■ **INSTRUCTIONS TO FOLLOW**
Please rewrite the data below as a Markdown table with the columns "Row" and "Line", numbering each line and leaving out blank lines.

■ **DATA TO PROCESS**
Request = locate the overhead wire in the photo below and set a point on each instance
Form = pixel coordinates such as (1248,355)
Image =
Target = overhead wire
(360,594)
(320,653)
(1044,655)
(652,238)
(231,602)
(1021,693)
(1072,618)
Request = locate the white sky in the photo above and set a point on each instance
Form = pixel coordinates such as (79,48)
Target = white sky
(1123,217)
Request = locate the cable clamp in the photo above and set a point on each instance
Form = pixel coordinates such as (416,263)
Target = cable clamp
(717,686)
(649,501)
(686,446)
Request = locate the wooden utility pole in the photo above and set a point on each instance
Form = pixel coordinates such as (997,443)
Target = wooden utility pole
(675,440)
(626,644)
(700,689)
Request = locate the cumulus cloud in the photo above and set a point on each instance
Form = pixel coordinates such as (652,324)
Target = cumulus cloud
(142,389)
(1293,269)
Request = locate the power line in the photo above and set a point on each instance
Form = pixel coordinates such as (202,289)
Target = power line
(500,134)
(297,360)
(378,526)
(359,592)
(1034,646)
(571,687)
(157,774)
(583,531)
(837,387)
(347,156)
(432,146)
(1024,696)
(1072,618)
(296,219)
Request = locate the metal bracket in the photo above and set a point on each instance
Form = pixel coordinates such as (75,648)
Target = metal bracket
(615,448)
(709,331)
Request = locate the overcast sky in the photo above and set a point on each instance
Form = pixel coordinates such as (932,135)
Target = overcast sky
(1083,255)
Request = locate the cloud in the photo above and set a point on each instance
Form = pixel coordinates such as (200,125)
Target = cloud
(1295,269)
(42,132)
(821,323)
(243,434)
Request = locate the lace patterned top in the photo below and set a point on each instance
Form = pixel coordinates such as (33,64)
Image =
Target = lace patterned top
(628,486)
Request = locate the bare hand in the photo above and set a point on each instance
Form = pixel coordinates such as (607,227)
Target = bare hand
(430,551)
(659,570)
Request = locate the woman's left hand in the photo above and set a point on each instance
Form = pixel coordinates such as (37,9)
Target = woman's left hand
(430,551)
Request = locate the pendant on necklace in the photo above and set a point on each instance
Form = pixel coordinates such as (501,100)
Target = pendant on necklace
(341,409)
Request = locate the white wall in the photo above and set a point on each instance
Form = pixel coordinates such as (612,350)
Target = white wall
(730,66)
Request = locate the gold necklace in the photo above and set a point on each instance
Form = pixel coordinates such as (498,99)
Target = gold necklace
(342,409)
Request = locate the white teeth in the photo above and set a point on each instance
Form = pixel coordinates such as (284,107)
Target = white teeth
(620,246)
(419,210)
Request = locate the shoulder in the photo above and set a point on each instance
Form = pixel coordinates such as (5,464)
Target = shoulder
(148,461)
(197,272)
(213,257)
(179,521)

■ **RESULT BELOW**
| Row | Line |
|---|---|
| 1 | Request = locate the overhead wire in the photo below and set a point on each instance |
| 2 | Form = pixel coordinates such as (1248,355) |
| 3 | Image = |
| 4 | Target = overhead wire |
| 5 | (360,594) |
| 6 | (320,653) |
| 7 | (1044,655) |
| 8 | (652,238) |
| 9 | (231,602) |
| 10 | (1021,693) |
| 11 | (1072,618) |
| 12 | Request = locate the white sky in the photo above and set a point on each instance |
| 13 | Form = pixel coordinates such as (79,48) |
| 14 | Target = white sky |
| 15 | (1123,217) |
| 16 | Request = locate the cable clamp in the photo above and set a point on each instance |
| 17 | Form = pixel coordinates such as (416,263) |
| 18 | Target = cable clamp |
| 19 | (717,686) |
| 20 | (649,501) |
| 21 | (686,446) |
| 22 | Request = locate the wooden utility pole in the photo above and set a point on each instance |
| 23 | Form = pixel coordinates such as (997,443) |
| 24 | Target = wooden utility pole |
| 25 | (675,440) |
| 26 | (626,644) |
| 27 | (700,689) |
| 28 | Request = locate the cumulus cloud in the photo above and set a point on each instance |
| 29 | Form = pixel coordinates such as (652,324) |
| 30 | Target = cumulus cloud |
| 31 | (142,389) |
| 32 | (1293,269) |
| 33 | Request = locate the power line in the photo above and set a point on each instance |
| 34 | Form = pixel coordinates such as (202,289) |
| 35 | Target = power line |
| 36 | (500,134) |
| 37 | (297,360) |
| 38 | (378,526) |
| 39 | (359,592) |
| 40 | (1034,646) |
| 41 | (571,687) |
| 42 | (157,774) |
| 43 | (583,531) |
| 44 | (837,387) |
| 45 | (347,156) |
| 46 | (432,146) |
| 47 | (1024,696) |
| 48 | (1072,618) |
| 49 | (296,219) |
| 50 | Request = locate the metal bracket in the photo above and set a point on each instance |
| 51 | Form = pixel coordinates such as (75,648) |
| 52 | Target = metal bracket |
| 53 | (615,448) |
| 54 | (709,331) |
| 55 | Request = locate the overcast sky in the photo above and set a point on each instance |
| 56 | Form = pixel coordinates such as (932,135) |
| 57 | Target = overcast sky |
| 58 | (1083,255) |
| 59 | Request = locate the cloud in the photo above and set a point on each instance |
| 60 | Form = pixel coordinates such as (200,125) |
| 61 | Target = cloud |
| 62 | (1295,269) |
| 63 | (42,132) |
| 64 | (821,323) |
| 65 | (243,434) |
| 66 | Request = locate the lace patterned top in the photo below and set a point on each instance |
| 67 | Form = pixel coordinates such as (33,64) |
| 68 | Image = |
| 69 | Target = lace patterned top |
| 70 | (628,486) |
| 71 | Request = locate the bare hand in the photo above and set a point on each instance |
| 72 | Form = pixel coordinates such as (607,227) |
| 73 | Target = bare hand |
| 74 | (430,551) |
| 75 | (659,570) |
| 76 | Request = locate the woman's left hand in the photo above and set a point on each instance |
| 77 | Form = pixel coordinates such as (37,9) |
| 78 | Target = woman's left hand |
| 79 | (430,551) |
| 80 | Request = locate the pendant on necklace in the photo above and set a point on each instance |
| 81 | Form = pixel coordinates such as (501,100) |
| 82 | Target = pendant on necklace |
| 83 | (341,409) |
| 84 | Request = locate the white wall in the photo above and set a point on each instance |
| 85 | Form = pixel coordinates such as (612,350) |
| 86 | Target = white wall |
| 87 | (730,66) |
| 88 | Request = locate the gold necklace in the photo above and set a point on each instance |
| 89 | Form = pixel coordinates such as (498,99) |
| 90 | Target = gold necklace |
| 91 | (342,409) |
| 92 | Request = locate the white teeth in the photo above and set a point on each instance |
| 93 | Form = pixel coordinates such as (284,107) |
| 94 | Target = white teeth |
| 95 | (620,246) |
| 96 | (419,210) |
| 97 | Request = locate the shoulder in the photo above and set a point on each instance |
| 98 | Form = pixel coordinates such as (5,464) |
| 99 | Target = shoulder |
| 100 | (148,461) |
| 101 | (197,272) |
| 102 | (213,257) |
| 103 | (179,521) |